### Set exercise
Render every line of the records below as a JSON list of strings, one string per line, leaving out blank lines.

### Data supplied
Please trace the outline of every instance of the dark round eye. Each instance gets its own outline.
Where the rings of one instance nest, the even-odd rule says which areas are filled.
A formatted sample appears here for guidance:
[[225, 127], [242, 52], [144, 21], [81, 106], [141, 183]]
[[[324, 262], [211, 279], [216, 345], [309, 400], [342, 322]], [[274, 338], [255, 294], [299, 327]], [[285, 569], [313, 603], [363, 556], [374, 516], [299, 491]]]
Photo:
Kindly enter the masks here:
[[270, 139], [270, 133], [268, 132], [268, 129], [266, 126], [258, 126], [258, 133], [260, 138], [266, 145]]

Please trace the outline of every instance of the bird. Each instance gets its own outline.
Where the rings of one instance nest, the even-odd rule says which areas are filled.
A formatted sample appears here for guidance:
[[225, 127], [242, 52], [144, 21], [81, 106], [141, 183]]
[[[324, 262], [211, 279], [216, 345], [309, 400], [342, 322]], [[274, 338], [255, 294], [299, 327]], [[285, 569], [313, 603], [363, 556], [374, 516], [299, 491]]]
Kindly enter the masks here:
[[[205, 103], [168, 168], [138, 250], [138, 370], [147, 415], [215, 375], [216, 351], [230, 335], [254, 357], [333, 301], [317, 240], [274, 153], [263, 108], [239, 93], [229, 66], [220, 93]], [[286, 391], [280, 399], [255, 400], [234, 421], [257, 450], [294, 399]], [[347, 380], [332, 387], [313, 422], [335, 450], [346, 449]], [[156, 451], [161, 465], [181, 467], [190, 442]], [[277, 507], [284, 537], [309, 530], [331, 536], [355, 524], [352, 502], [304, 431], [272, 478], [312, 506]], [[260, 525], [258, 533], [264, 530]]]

### Output for this task
[
  "Please trace the outline of every instance of the dark round eye. Each instance gets its own outline.",
  "Where the rings of one instance nest, the even-odd rule says which areas are filled.",
  "A formatted sample appears here for guidance:",
  "[[225, 127], [242, 52], [144, 21], [81, 106], [141, 183]]",
  "[[[324, 262], [211, 279], [216, 345], [309, 400], [342, 322]], [[274, 338], [255, 294], [299, 327]], [[285, 569], [313, 603], [363, 556], [374, 516], [299, 491]]]",
  "Photo:",
  "Kindly enter the masks here:",
  "[[270, 139], [270, 133], [268, 132], [268, 129], [266, 126], [258, 126], [258, 133], [260, 138], [266, 145]]",
  "Please trace the outline of every instance of the bird. Each instance gets its own outline.",
  "Where the rings of one instance nest, the even-odd rule says which areas are filled.",
  "A formatted sample appears here for guidance:",
  "[[225, 127], [242, 52], [144, 21], [81, 106], [141, 183]]",
  "[[[324, 262], [211, 279], [216, 345], [309, 400], [342, 322]], [[274, 338], [255, 294], [299, 327]], [[285, 569], [313, 603], [363, 556], [374, 516], [299, 491]]]",
  "Kindly enter the masks here:",
  "[[[205, 103], [168, 168], [138, 250], [138, 370], [147, 415], [215, 375], [216, 351], [230, 335], [254, 357], [333, 301], [317, 240], [274, 153], [263, 108], [239, 93], [229, 66], [220, 93]], [[286, 391], [280, 399], [255, 400], [234, 421], [257, 450], [294, 399]], [[347, 380], [332, 387], [313, 422], [335, 450], [346, 449]], [[156, 451], [161, 465], [181, 467], [190, 442]], [[277, 507], [284, 537], [309, 530], [331, 536], [355, 524], [352, 502], [304, 431], [272, 478], [312, 506]], [[260, 525], [258, 533], [264, 530]]]"
]